DOCUMENT TEXT -
>>>>
Sentences preserve `sent_id` from the CoNLL-U metadata as citations.

In [None]:
# Iterate over sentences

for sent in U_conllu.sentences():
    print(f"{sent._.citation}: {sent.text}")

In [None]:
# Sentences are stored in doc.spans["sentences"]

doc = next(U_conllu.docs())

print(f"Number of sentences: {len(doc.spans.get('sentences', []))}")
for sent in doc.spans.get("sentences", []):
    print(f"  {sent._.citation}: {sent.text[:50]}...")

## Raw token access with tokens_with_annotations()

For maximum performance when you need all UD fields, use `tokens_with_annotations()` which returns dictionaries instead of spaCy objects.

In [None]:
# Get tokens as dictionaries with all UD fields

from itertools import islice

tokens = list(islice(U_conllu.tokens_with_annotations(), 5))

print("First 5 tokens as dicts:")
for tok in tokens:
    pprint(tok)
    print()

In [None]:
# Extract specific fields across the corpus

# Get all unique UPOS tags
upos_tags = set(
    tok["upos"] for tok in U.tokens_with_annotations()
    if tok["upos"]
)
print(f"UPOS tags in corpus: {sorted(upos_tags)}")

In [None]:
# Count morphological features

from collections import Counter

case_counts = Counter()
for tok in U.tokens_with_annotations():
    if "Case" in tok["feats"]:
        case_counts[tok["feats"]["Case"]] += 1

print("Case distribution:")
for case, count in case_counts.most_common():
    print(f"  {case}: {count}")

## Standard token access

In [None]:
# Tokens - spaCy Token objects

tokens = list(islice(U_conllu.tokens(), 10))

for i, t in enumerate(tokens, 1):
    print(f"Token {i}: {t.text} (lemma: {t.lemma_}, pos: {t.pos_})")

In [None]:
# Token attributes come from the UD file

token = next(U_conllu.tokens())

print(f"Standard spaCy attributes (from UD file):")
print(f"  text: {token.text}")
print(f"  lemma_: {token.lemma_}")
print(f"  pos_: {token.pos_}")
print(f"  tag_: {token.tag_}")
print(f"  morph: {token.morph}")

## POS tag analysis

In [None]:
# POS distribution in the corpus

from collections import Counter

pos_counts = Counter(t.pos_ for t in U.tokens() if t.pos_)

print("POS tag distribution:")
for pos, count in pos_counts.most_common():
    print(f"  {pos}: {count}")

In [None]:
# Find all nouns with their cases

doc = next(U_conllu.docs())

print("Nouns and their cases:")
for token in doc:
    if token.pos_ == "NOUN" and token._.ud_feats:
        case = token._.ud_feats.get("Case", "?")
        print(f"  {token.text} ({token.lemma_}): {case}")

## Concordance and search

In [None]:
# Build a concordance by lemma

conc = U.concordance(basis="lemma")

print(f"Unique lemmas: {len(conc)}")
print("\nSample entries:")
<<<<
Part of a data file -
>>>>
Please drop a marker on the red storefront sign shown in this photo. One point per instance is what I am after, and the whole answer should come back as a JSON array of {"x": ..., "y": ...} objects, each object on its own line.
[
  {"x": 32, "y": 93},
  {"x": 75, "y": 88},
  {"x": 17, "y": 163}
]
<<<<
PROBLEM SET -
1 – Gather every line of the records that contains the word "this", treating uppercase and lowercase as different.
2 – Pick up the notebook on reading CoNLL-U corpora after its last line and continue it.

ANSWERS BY TASK -
1 –
Please drop a marker on the red storefront sign shown in this photo. One point per instance is what I am after, and the whole answer should come back as a JSON array of {"x": ..., "y": ...} objects, each object on its own line.

2 –
for lemma in list(conc.keys())[:5]:
    print(f"  {lemma}: {conc[lemma]}")

In [None]:
# find_sents() works with UDReader too

# Search by exact form
for hit in U.find_sents(forms=["augur", "narrare"]):
    print(f"{hit['citation']}: {hit['sentence']}")
    print(f"  Matched: {hit['matches']}")
    print()

## Metadata

In [None]:
# Get metadata for a file

doc = next(U.docs())

print(f"File: {doc._.fileid}")
print(f"Metadata: {doc._.metadata}")

In [None]:
# Metadata includes format detection

for fileid, meta in U.metadata():
    print(f"{fileid}:")
    print(f"  format: {meta.get('format', 'unknown')}")
    print(f"  n_sentences: {meta.get('n_sentences', '?')}")

## Caching

In [None]:
# Documents are cached by default

# First access - cache miss
doc1 = next(U.docs())
print(f"After first access: {U.cache_stats()}")

# Second access - cache hit
doc2 = next(U.docs())
print(f"After second access: {U.cache_stats()}")

In [None]:
# Disable caching for memory-constrained environments

U_nocache = UDReader(root=UD_PATH, cache=False)
print(f"Caching enabled: {U_nocache.cache_enabled}")

## CONLLU vs CONLLUP format comparison

| Feature | CONLLU | CONLLUP (LASLA) |
|---------|--------|------------------|
| File extension | `.conllu` | `.conllup` |
| Dependency annotations | Yes | No |
| `Token._.ud_head` | Populated | `None` |
| `Token._.ud_deprel` | Populated | `None` |
| Lemma, POS, Morph | Yes | Yes |
| `has_dependencies()` | `True` | `False` |

## Summary

The `UDReader` is ideal when:

- You have pre-annotated corpora in CoNLL-U or CONLLUP format
- You want to preserve original treebank annotations
- You need access to full morphological analysis
- You're working with LASLA or other CONLLUP data

Use `use_file_annotations=False` when you want to compare treebank annotations with LatinCy's predictions.